→ DIRECTIONS:
Read through the listing, and wherever a line holds the word "stacked", return it.

□ □ □ □

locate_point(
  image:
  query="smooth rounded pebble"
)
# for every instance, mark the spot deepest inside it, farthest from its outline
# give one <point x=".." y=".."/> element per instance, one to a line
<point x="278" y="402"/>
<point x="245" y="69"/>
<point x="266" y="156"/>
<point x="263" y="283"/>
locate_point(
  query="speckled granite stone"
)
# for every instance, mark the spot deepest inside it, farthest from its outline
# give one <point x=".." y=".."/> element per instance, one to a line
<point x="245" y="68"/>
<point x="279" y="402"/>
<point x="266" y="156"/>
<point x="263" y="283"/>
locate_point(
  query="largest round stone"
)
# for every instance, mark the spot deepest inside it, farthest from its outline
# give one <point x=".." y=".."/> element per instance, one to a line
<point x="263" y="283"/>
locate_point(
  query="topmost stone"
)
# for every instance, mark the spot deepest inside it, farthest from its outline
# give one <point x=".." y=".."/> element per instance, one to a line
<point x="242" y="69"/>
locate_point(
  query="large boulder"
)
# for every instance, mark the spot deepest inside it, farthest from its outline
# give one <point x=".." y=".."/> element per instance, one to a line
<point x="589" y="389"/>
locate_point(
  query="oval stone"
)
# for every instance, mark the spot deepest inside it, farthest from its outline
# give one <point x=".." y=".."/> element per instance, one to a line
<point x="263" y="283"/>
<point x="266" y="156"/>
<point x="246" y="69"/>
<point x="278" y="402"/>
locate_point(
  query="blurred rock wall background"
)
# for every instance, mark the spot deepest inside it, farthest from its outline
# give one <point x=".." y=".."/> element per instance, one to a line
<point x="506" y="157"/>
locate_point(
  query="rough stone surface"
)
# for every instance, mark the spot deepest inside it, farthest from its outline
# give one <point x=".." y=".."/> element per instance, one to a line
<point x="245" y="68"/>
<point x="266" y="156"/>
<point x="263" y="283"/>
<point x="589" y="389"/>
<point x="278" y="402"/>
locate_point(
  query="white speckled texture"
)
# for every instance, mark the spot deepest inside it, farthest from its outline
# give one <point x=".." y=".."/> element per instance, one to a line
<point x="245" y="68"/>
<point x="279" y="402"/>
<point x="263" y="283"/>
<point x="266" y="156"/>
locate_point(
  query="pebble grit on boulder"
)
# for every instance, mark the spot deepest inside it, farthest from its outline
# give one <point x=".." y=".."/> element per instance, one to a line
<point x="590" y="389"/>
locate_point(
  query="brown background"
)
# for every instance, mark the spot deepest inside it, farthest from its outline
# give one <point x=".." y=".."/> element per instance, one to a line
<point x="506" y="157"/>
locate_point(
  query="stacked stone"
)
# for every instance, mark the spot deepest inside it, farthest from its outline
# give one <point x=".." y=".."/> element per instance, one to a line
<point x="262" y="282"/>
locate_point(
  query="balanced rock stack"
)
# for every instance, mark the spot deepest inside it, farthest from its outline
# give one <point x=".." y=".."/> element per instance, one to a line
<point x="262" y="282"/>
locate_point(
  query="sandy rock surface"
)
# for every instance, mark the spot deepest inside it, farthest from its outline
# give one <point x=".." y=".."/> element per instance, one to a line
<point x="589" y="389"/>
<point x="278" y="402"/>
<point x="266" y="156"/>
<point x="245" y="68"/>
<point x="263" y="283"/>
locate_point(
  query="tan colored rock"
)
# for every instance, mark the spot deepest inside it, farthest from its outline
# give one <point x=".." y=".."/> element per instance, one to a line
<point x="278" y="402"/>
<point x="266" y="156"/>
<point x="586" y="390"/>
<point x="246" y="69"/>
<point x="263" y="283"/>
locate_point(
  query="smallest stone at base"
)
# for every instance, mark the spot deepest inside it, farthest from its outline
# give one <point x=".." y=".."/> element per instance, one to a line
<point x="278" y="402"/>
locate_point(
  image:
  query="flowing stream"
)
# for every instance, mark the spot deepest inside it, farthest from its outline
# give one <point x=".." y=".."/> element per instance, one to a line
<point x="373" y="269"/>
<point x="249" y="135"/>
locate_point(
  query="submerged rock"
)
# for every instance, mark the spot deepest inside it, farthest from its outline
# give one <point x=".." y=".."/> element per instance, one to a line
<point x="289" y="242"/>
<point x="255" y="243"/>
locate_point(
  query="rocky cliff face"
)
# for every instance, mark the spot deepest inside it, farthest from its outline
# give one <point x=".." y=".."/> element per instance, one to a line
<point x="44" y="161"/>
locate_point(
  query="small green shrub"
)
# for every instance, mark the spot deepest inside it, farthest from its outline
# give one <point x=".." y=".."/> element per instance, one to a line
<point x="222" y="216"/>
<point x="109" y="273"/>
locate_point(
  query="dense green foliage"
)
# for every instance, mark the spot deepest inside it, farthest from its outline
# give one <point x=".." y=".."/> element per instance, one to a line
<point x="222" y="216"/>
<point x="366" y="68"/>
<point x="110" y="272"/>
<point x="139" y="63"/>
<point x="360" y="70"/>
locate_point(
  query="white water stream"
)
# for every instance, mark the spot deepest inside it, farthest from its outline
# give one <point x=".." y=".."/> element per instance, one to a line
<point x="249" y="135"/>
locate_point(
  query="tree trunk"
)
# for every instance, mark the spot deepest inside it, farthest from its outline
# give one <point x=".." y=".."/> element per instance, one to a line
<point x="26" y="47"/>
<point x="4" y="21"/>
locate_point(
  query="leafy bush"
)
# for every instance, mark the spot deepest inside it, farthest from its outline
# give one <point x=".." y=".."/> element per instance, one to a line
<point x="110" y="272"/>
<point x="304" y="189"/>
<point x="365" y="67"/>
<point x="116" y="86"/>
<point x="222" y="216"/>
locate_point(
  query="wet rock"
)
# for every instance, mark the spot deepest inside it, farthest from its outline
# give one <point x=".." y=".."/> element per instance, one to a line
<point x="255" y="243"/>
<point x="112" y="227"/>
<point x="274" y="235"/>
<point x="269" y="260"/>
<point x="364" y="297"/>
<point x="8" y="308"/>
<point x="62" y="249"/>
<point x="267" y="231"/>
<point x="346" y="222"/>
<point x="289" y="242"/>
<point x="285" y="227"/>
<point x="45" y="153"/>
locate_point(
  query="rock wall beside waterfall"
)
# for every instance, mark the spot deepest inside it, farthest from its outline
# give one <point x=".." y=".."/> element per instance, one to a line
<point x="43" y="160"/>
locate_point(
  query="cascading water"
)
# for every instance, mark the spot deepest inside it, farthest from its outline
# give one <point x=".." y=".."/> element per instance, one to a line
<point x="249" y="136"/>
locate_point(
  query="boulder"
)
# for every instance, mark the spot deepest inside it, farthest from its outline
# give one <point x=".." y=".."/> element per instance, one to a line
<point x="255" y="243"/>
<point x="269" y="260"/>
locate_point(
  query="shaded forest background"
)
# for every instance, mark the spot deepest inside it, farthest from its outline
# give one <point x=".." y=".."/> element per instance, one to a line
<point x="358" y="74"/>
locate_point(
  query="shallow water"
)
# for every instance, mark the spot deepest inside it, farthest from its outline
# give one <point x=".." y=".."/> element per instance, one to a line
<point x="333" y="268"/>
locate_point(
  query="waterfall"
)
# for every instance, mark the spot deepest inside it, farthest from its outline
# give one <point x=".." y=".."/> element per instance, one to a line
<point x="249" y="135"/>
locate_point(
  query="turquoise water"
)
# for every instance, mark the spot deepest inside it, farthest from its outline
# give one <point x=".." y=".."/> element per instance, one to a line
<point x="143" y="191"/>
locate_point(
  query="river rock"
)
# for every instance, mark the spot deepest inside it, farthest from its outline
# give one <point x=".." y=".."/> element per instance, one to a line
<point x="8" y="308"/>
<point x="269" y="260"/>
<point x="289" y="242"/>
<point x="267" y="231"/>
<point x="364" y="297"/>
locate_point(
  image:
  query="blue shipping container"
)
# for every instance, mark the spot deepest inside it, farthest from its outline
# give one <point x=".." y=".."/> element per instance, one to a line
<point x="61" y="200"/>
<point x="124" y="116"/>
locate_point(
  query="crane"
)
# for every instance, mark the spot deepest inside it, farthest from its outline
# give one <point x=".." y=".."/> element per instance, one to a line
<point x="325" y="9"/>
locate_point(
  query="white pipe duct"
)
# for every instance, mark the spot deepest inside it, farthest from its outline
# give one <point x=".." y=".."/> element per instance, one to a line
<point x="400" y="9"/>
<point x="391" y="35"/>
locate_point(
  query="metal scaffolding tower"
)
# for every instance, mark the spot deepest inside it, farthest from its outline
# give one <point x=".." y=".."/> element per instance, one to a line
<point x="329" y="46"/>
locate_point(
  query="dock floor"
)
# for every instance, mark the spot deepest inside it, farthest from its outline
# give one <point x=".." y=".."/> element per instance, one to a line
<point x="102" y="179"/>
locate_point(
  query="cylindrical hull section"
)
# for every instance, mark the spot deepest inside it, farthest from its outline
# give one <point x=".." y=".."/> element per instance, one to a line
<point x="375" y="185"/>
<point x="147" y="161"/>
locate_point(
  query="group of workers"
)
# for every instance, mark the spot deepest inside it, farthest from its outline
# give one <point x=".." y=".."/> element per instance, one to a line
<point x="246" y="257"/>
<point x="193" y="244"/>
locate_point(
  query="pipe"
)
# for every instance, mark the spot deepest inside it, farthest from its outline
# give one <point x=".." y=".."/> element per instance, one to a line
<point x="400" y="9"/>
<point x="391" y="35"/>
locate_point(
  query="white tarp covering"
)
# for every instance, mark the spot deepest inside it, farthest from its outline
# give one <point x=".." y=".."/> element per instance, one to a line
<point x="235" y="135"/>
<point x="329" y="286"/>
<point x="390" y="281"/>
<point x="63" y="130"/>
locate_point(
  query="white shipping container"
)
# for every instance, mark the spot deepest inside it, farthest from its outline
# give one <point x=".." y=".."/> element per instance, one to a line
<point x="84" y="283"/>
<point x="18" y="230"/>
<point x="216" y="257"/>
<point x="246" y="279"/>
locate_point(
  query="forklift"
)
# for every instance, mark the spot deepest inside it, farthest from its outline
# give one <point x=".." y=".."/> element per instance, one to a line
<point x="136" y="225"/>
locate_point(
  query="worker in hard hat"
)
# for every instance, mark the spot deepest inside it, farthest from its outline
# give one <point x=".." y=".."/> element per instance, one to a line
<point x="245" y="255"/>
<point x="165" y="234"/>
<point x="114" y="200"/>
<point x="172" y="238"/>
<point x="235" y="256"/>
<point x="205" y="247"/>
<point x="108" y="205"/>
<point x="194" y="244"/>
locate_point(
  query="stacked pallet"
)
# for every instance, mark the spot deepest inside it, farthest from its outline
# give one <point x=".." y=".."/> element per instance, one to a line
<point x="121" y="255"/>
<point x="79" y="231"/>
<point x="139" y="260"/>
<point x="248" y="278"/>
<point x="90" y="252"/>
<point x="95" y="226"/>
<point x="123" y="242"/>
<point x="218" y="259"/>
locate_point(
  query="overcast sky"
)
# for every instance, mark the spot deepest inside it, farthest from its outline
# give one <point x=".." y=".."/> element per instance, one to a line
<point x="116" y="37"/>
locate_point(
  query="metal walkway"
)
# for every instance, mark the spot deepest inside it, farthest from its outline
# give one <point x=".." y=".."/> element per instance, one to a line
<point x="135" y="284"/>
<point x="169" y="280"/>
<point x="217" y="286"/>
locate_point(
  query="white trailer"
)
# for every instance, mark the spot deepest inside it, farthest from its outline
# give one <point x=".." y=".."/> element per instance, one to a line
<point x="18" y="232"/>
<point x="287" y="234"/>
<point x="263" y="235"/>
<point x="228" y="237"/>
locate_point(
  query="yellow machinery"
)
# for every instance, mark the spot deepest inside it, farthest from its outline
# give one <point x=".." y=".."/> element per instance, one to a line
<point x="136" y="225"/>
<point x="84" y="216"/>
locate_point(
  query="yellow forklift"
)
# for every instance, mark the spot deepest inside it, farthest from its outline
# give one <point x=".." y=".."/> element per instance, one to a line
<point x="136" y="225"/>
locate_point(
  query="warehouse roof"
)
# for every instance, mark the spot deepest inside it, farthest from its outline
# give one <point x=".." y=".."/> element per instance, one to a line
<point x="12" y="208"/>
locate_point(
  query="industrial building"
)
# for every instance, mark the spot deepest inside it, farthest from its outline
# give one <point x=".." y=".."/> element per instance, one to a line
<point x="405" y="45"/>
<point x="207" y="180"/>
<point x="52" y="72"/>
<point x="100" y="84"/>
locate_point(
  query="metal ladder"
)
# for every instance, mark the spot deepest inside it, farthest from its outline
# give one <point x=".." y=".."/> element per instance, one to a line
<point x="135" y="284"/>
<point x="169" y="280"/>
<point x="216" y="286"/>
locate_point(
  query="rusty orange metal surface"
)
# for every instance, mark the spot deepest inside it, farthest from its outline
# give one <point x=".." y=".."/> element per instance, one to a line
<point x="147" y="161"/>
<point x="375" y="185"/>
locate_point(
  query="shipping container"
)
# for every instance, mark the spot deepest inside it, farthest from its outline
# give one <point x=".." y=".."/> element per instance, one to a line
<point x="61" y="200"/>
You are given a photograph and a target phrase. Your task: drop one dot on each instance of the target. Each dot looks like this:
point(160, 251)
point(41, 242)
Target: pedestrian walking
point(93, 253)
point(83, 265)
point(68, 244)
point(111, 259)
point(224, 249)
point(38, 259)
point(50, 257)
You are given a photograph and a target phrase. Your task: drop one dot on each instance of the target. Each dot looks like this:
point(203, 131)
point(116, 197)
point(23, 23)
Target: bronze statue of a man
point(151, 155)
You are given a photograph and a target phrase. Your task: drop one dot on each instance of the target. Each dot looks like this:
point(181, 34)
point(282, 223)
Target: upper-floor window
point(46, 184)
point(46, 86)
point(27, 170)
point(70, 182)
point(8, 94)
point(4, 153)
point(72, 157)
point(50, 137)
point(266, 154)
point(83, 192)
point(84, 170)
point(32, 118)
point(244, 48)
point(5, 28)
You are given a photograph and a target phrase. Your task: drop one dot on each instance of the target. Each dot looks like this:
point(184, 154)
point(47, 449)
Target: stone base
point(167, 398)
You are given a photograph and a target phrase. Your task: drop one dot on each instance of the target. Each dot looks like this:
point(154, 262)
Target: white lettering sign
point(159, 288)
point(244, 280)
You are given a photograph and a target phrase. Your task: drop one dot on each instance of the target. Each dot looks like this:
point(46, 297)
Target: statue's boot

□ □ □ □

→ YOUR SOLUTION:
  query="stacked stone"
  query="stacked pallet"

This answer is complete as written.